Which lines in the data below contain the word "white"? Return each of them.
____________
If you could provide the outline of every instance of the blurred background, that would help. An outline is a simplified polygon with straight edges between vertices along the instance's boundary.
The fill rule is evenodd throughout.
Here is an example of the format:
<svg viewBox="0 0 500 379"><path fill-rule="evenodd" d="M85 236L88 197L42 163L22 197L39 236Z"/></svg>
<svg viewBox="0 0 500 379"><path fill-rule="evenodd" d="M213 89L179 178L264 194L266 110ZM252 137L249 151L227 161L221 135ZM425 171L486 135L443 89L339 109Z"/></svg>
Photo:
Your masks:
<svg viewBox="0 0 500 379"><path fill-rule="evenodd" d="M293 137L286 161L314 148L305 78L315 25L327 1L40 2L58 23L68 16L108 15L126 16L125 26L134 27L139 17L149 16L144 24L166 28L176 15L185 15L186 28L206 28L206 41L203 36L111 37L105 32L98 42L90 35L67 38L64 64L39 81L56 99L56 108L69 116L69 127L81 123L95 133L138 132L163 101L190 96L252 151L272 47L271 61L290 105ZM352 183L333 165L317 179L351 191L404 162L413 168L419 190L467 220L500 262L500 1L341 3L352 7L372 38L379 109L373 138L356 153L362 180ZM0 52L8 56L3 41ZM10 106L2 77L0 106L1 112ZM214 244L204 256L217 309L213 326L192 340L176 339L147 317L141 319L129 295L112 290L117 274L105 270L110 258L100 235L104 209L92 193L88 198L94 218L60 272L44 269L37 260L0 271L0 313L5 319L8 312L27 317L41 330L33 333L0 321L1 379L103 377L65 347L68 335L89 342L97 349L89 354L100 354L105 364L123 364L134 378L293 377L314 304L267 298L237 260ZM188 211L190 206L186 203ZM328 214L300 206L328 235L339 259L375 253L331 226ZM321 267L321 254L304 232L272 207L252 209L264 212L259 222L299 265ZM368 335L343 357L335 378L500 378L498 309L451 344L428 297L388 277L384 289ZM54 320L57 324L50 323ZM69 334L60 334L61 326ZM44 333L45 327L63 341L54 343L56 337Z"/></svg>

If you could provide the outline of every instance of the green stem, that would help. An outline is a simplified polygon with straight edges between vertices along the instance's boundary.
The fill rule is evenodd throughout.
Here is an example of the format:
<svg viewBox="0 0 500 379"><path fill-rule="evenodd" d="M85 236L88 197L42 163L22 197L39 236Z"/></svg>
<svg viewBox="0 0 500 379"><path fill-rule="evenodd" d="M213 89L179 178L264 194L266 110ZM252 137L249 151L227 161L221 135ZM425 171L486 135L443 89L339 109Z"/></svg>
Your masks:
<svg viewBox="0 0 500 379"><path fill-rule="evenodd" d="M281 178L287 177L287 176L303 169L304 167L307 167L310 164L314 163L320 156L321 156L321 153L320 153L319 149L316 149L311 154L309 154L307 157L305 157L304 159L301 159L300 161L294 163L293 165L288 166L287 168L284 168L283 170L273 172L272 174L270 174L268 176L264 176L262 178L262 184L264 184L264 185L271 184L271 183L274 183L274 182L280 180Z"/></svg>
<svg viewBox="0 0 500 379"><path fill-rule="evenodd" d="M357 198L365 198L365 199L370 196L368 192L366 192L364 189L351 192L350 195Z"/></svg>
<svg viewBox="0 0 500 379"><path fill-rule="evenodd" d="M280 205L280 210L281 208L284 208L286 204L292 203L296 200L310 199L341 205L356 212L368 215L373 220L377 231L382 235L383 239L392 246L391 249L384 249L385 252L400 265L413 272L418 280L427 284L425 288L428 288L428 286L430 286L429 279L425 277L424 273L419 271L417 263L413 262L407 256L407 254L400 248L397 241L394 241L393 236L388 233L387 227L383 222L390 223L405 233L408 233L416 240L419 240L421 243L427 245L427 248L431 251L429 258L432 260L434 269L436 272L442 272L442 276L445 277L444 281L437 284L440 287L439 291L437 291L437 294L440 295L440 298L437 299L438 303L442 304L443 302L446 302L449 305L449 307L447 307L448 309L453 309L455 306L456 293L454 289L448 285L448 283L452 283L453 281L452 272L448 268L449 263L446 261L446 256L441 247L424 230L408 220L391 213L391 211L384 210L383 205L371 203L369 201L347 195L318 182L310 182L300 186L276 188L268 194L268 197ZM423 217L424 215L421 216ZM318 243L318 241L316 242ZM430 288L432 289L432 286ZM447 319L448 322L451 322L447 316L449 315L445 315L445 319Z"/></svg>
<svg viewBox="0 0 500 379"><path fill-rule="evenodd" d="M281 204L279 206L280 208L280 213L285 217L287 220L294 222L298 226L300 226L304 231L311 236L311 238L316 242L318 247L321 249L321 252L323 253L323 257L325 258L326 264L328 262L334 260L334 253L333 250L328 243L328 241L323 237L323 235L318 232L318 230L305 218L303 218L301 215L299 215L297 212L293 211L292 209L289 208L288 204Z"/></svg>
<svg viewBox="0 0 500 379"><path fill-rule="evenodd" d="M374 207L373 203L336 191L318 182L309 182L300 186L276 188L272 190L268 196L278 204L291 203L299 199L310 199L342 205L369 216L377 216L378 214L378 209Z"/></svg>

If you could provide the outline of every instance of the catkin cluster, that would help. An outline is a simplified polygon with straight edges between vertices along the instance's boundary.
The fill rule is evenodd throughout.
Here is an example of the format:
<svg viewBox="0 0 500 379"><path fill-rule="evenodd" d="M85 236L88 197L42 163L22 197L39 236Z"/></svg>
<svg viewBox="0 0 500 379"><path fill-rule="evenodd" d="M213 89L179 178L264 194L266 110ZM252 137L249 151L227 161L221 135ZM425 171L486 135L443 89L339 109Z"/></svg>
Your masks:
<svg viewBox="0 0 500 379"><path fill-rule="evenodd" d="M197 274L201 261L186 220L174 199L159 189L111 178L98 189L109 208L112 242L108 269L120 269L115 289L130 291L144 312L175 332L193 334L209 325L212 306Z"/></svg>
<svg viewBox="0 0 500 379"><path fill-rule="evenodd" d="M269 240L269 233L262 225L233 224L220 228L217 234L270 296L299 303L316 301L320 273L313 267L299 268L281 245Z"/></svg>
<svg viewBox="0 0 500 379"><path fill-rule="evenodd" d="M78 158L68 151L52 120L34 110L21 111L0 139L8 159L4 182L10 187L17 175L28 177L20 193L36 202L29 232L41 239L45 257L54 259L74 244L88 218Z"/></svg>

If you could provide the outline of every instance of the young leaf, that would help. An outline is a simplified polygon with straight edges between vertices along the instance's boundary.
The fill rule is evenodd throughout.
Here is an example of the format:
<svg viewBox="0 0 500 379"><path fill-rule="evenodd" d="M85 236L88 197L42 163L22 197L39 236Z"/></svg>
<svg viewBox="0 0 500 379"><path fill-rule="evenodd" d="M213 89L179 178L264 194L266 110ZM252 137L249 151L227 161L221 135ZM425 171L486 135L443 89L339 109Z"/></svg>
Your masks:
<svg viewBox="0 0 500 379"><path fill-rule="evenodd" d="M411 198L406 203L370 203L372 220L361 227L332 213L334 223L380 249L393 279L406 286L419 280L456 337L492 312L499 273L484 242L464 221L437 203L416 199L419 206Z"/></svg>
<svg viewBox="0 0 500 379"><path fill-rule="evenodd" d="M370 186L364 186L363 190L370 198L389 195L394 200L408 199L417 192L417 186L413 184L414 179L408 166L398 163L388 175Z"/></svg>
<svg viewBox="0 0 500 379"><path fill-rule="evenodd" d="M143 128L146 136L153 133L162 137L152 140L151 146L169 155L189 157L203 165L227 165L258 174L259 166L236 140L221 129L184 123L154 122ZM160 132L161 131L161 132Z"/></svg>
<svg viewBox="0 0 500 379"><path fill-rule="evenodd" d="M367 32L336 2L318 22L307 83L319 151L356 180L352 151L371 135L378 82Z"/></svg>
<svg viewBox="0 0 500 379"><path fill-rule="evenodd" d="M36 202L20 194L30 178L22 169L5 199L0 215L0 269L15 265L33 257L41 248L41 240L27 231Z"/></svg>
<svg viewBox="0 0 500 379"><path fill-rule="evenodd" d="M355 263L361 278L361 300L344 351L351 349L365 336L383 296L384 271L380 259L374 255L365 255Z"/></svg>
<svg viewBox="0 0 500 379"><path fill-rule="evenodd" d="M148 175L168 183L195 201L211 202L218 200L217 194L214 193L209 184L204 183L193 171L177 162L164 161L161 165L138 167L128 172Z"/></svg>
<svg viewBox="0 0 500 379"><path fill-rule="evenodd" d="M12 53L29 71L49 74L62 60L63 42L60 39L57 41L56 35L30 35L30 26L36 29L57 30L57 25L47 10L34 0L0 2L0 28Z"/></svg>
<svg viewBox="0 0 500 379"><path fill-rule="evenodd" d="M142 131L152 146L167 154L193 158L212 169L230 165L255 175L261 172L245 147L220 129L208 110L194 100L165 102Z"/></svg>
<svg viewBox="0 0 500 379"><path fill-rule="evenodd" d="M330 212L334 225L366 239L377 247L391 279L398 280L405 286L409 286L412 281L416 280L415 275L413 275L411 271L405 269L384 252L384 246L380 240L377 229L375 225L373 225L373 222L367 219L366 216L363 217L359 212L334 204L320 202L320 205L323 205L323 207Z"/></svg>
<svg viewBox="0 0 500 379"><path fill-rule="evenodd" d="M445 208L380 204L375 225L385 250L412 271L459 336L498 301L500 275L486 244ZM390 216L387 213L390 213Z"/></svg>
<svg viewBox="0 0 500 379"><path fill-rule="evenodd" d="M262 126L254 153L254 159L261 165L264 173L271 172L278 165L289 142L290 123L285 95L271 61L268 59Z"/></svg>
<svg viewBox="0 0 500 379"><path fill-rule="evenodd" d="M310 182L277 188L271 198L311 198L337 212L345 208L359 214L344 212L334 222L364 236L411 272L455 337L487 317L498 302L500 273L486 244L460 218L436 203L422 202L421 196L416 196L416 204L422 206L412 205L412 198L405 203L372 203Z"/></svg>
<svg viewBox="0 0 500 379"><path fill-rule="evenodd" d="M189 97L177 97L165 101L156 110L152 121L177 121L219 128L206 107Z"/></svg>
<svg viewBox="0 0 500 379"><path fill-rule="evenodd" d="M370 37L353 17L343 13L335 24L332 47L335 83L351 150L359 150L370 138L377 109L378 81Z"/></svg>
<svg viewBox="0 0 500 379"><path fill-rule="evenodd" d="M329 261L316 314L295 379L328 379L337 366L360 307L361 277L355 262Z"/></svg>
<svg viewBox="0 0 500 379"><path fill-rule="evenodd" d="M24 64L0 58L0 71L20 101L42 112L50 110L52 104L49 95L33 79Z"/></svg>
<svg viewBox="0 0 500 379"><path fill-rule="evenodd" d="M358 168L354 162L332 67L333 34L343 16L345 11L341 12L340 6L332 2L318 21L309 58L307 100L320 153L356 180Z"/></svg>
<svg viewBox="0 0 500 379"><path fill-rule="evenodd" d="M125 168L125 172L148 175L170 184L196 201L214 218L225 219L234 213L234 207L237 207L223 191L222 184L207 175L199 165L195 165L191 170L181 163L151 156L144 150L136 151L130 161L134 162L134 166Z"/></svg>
____________
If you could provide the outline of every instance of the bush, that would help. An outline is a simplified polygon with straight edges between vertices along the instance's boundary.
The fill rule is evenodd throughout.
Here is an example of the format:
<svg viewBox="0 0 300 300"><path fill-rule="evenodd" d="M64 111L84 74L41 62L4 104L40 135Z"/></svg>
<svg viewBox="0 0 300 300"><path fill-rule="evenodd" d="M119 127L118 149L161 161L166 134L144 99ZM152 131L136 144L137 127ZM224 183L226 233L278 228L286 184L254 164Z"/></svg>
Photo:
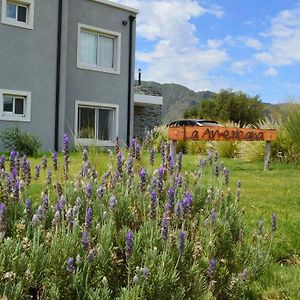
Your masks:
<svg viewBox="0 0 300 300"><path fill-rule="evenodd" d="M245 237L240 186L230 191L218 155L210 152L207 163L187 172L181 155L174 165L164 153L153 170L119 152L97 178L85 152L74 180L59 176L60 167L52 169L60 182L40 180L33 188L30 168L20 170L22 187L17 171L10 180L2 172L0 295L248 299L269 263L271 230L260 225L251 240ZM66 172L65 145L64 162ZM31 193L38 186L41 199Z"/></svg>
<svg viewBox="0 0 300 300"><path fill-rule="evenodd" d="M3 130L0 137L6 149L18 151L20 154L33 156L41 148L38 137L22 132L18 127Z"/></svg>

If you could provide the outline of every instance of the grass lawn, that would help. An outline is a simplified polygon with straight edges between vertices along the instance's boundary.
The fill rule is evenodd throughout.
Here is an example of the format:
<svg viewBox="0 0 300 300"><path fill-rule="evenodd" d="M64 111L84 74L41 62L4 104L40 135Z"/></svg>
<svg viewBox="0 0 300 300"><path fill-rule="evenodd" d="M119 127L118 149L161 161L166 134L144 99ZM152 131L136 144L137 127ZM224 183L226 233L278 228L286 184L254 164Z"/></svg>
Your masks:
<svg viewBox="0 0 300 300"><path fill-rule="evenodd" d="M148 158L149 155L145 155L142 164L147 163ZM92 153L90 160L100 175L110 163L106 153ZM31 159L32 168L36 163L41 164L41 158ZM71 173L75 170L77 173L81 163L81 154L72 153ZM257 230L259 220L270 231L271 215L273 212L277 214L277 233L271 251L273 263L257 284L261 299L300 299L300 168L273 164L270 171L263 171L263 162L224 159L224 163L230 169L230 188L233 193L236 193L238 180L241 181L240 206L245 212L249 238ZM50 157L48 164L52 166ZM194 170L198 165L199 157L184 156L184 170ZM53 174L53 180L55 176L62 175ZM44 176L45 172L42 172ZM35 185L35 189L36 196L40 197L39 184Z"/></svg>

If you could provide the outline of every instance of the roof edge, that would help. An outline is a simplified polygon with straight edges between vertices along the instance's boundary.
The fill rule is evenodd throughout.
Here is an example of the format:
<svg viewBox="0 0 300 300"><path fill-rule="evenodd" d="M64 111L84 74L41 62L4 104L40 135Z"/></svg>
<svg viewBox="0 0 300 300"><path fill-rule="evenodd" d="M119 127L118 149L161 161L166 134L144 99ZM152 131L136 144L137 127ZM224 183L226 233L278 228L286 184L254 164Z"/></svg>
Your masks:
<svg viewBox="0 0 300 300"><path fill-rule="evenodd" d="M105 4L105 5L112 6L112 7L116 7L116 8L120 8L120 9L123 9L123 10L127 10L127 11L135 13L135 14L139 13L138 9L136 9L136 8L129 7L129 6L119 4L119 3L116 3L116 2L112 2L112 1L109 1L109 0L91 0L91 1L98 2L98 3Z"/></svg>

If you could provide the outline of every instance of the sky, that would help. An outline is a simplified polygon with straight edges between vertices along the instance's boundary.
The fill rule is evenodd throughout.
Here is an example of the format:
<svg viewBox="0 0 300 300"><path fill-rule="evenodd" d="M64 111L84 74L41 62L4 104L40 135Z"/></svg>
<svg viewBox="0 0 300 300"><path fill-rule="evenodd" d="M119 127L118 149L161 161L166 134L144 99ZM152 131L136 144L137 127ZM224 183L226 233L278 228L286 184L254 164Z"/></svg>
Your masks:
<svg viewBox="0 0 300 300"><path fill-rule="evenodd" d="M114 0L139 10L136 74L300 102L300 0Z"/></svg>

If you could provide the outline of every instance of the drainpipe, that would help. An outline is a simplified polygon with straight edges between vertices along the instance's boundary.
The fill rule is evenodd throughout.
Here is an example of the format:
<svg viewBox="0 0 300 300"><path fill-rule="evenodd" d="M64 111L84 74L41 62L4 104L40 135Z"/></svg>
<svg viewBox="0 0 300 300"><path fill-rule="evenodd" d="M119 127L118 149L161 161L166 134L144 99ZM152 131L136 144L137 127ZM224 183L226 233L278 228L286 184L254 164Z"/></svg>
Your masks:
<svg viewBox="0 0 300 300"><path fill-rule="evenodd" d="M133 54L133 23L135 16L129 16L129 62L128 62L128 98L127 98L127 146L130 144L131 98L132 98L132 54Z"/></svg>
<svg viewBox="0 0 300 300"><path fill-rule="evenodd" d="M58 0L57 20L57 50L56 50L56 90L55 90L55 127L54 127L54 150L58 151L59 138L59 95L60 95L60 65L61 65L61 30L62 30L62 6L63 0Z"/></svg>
____________
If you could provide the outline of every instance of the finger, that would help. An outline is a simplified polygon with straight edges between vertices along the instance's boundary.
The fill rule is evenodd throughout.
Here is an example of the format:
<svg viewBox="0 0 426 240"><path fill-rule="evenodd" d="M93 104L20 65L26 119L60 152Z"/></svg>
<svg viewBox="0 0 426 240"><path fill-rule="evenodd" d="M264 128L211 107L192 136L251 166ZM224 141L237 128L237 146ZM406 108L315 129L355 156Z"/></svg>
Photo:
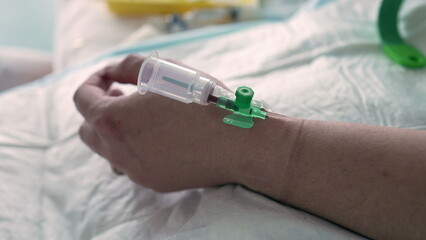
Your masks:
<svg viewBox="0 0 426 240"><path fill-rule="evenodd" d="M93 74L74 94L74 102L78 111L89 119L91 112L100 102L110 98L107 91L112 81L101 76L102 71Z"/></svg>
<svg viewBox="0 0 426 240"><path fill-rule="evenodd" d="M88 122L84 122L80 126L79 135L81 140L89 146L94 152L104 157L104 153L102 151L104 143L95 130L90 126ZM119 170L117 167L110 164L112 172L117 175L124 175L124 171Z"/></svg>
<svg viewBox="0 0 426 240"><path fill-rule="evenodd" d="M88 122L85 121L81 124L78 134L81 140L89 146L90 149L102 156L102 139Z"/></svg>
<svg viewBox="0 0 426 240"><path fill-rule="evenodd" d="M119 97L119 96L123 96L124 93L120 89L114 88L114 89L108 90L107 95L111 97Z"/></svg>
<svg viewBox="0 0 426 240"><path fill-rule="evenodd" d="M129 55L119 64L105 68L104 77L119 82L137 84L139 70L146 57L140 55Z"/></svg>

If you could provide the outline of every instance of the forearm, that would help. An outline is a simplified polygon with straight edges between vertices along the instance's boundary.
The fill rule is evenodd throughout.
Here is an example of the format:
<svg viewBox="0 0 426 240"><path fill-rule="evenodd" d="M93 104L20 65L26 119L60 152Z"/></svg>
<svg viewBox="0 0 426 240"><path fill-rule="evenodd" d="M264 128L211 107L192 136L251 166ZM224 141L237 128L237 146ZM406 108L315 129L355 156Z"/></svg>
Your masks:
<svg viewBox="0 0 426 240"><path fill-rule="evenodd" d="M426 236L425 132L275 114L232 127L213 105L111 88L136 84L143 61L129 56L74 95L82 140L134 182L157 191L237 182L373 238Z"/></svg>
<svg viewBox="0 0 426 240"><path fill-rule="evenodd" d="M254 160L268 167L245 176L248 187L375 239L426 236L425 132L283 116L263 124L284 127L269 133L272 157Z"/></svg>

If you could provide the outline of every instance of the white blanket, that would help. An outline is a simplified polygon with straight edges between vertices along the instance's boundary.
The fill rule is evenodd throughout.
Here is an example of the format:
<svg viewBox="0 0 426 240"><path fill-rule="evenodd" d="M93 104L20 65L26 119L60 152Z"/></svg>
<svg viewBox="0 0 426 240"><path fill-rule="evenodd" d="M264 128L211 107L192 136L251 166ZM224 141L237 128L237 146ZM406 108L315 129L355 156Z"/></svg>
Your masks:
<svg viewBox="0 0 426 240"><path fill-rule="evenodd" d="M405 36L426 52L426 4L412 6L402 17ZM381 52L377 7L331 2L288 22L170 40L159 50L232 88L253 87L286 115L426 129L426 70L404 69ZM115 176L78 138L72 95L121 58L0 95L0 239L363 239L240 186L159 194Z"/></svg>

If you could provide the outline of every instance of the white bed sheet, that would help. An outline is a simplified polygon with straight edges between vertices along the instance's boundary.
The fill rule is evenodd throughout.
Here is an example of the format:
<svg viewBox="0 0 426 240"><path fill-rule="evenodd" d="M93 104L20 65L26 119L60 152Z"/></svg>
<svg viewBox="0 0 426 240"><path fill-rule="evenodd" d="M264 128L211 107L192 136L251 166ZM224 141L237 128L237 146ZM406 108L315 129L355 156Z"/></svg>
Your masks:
____________
§ **Task response**:
If you could provide the outline of every instance of the white blanket, that would help. An outline is a simplified polygon with straight edges between vertices along the instance's boundary.
If you could provide the outline of every instance of the white bed sheet, that would help. An outline is a simplified polygon with straight edges between vertices along the instance's boundary.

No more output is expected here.